*** PASSAGE FOR REVIEW ***

How do we feel when unexpected things happen?
When it’s something good, we think, “Gee, I’m lucky!”
When, on the other hand, it’s something bad we ask, “Why me?” Or we think, “It’s not my fault—it was just a piece of bad luck.”
Thus, when something unexpected happens, which is to say, when something whose cause we cannot determine happens, we use expressions like “luck,” “coincidence,” or “by chance.”
But let’s stop and think about the matter.
If you look up “chance” or “coincidence” in the dictionary, the definition is, “Something that occurs without a cause.”
But are there in fact things that happen without causes?
Shakyamuni, the historical founder of Buddhism in our age, stated clearly that, “There is a cause for every effect. There is no effect that does not have a cause.”
In Buddhism this is called “the law of cause and effect.”
“Law” means the universal principle that applies always and everywhere.
There can be no effect without a cause, and if there is a cause, an effect will necessarily result.
Shakyamuni assures us that this holds true in every age and wherever one goes.
To put it in simpler terms: “A seed that is not sown will never come to fruition, and a seed that is sown necessarily will.”
If you were told that in olden times a melon was produced without a seed ever having been sown, wouldn’t that be ridiculous?
If someone said there were sunflowers blooming in Brazil that didn’t come from seeds, would that be credible?

*** EXTRACTED RECORDS ***

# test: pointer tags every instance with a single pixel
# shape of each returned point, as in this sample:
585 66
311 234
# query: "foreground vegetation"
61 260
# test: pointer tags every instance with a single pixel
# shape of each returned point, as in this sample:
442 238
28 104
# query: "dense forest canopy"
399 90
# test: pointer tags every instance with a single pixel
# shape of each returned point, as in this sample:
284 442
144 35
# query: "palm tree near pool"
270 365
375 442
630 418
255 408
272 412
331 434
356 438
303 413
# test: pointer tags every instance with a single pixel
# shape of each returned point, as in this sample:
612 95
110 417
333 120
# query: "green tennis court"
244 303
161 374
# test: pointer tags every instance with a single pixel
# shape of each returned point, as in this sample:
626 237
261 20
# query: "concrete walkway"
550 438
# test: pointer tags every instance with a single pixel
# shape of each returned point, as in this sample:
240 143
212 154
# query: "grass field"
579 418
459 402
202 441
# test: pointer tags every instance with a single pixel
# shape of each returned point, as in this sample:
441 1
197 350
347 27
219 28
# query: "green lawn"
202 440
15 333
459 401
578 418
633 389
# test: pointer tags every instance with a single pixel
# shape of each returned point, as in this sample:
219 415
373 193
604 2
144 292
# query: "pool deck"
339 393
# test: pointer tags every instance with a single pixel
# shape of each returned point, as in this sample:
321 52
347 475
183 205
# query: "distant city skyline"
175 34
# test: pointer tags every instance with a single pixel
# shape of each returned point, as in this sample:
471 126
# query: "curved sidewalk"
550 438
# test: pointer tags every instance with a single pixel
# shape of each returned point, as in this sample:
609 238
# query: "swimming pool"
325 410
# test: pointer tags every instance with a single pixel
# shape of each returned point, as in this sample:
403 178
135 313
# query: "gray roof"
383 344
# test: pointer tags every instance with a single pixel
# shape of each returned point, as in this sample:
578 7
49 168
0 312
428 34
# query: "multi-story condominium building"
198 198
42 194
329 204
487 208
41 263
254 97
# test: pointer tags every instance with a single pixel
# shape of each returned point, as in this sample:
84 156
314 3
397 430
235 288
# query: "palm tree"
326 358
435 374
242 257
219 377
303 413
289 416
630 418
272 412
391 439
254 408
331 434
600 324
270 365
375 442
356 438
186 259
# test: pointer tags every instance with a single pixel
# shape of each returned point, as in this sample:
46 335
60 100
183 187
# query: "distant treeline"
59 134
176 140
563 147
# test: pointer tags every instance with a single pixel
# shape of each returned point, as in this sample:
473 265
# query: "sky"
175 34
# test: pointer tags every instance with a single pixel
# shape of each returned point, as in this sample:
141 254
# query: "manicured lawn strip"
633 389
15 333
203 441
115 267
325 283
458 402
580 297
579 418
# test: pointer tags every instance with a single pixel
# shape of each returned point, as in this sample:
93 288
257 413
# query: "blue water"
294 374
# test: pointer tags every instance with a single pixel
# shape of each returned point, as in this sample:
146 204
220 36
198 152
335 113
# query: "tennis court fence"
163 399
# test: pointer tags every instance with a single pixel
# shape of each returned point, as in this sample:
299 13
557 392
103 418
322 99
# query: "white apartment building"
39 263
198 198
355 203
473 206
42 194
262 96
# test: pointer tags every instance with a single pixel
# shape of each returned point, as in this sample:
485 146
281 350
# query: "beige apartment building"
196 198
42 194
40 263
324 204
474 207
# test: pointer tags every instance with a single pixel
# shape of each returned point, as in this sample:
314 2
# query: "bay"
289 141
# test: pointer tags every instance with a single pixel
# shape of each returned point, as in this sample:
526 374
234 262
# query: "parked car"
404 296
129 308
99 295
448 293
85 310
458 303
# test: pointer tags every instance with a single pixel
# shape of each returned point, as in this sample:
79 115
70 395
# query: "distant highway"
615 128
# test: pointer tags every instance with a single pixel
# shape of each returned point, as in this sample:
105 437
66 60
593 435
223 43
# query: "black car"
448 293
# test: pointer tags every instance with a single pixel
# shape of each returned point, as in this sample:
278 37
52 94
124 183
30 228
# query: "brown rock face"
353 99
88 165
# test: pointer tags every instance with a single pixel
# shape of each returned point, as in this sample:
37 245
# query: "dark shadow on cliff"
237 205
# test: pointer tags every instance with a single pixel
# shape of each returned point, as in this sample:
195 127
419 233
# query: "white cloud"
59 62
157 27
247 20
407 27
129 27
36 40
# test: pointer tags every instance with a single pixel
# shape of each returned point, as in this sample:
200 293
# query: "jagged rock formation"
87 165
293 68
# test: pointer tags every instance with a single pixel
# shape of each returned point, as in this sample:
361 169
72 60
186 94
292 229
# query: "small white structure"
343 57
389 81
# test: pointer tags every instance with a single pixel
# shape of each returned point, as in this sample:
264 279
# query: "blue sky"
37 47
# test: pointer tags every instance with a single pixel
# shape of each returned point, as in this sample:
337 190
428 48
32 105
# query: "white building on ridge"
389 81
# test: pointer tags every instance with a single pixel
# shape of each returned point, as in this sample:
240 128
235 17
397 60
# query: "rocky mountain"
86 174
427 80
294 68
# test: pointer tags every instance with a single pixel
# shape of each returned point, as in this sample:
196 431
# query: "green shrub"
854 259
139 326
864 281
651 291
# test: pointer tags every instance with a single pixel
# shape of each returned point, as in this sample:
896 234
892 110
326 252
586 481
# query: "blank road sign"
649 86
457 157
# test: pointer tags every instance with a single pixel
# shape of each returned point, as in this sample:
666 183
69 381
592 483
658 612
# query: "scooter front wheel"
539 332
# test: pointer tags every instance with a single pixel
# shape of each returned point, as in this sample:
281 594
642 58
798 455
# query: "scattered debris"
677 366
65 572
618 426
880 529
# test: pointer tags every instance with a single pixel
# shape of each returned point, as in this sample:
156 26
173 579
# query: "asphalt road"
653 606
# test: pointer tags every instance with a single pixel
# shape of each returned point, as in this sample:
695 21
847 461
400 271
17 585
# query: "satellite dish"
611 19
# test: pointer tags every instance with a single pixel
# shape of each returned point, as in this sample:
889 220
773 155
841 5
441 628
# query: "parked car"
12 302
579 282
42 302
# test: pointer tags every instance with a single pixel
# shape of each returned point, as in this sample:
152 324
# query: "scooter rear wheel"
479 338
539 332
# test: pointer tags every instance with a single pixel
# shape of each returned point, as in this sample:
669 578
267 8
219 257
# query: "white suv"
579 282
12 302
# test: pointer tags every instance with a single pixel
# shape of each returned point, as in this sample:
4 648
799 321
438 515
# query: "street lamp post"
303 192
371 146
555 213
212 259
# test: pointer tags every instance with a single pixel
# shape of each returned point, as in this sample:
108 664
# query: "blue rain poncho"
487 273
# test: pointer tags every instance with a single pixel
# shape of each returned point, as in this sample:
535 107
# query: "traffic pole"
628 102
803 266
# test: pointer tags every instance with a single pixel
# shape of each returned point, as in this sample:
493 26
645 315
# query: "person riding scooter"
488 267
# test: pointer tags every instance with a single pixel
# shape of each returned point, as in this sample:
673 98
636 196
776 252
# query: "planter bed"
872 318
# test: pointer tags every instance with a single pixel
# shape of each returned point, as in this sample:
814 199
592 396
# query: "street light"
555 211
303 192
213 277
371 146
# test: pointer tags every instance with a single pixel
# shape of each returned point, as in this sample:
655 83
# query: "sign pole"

***

* REQUIREMENT 1:
Answer these questions using the passage on cause and effect:
(a) What dictionary definition of "chance" or "coincidence" does it give?
(b) Whom does it name as the historical founder of Buddhism in our age?
(c) What does it say "law" means?
* REQUIREMENT 2: Reproduce part of the passage on cause and effect word for word, beginning at the words "When it’s something" and stopping after the words "about the matter.".

* SOLUTION 1:
(a) "Something that occurs without a cause."
(b) Shakyamuni.
(c) The universal principle that applies always and everywhere.

* SOLUTION 2:
When it’s something good, we think, “Gee, I’m lucky!”
When, on the other hand, it’s something bad we ask, “Why me?” Or we think, “It’s not my fault—it was just a piece of bad luck.”
Thus, when something unexpected happens, which is to say, when something whose cause we cannot determine happens, we use expressions like “luck,” “coincidence,” or “by chance.”
But let’s stop and think about the matter.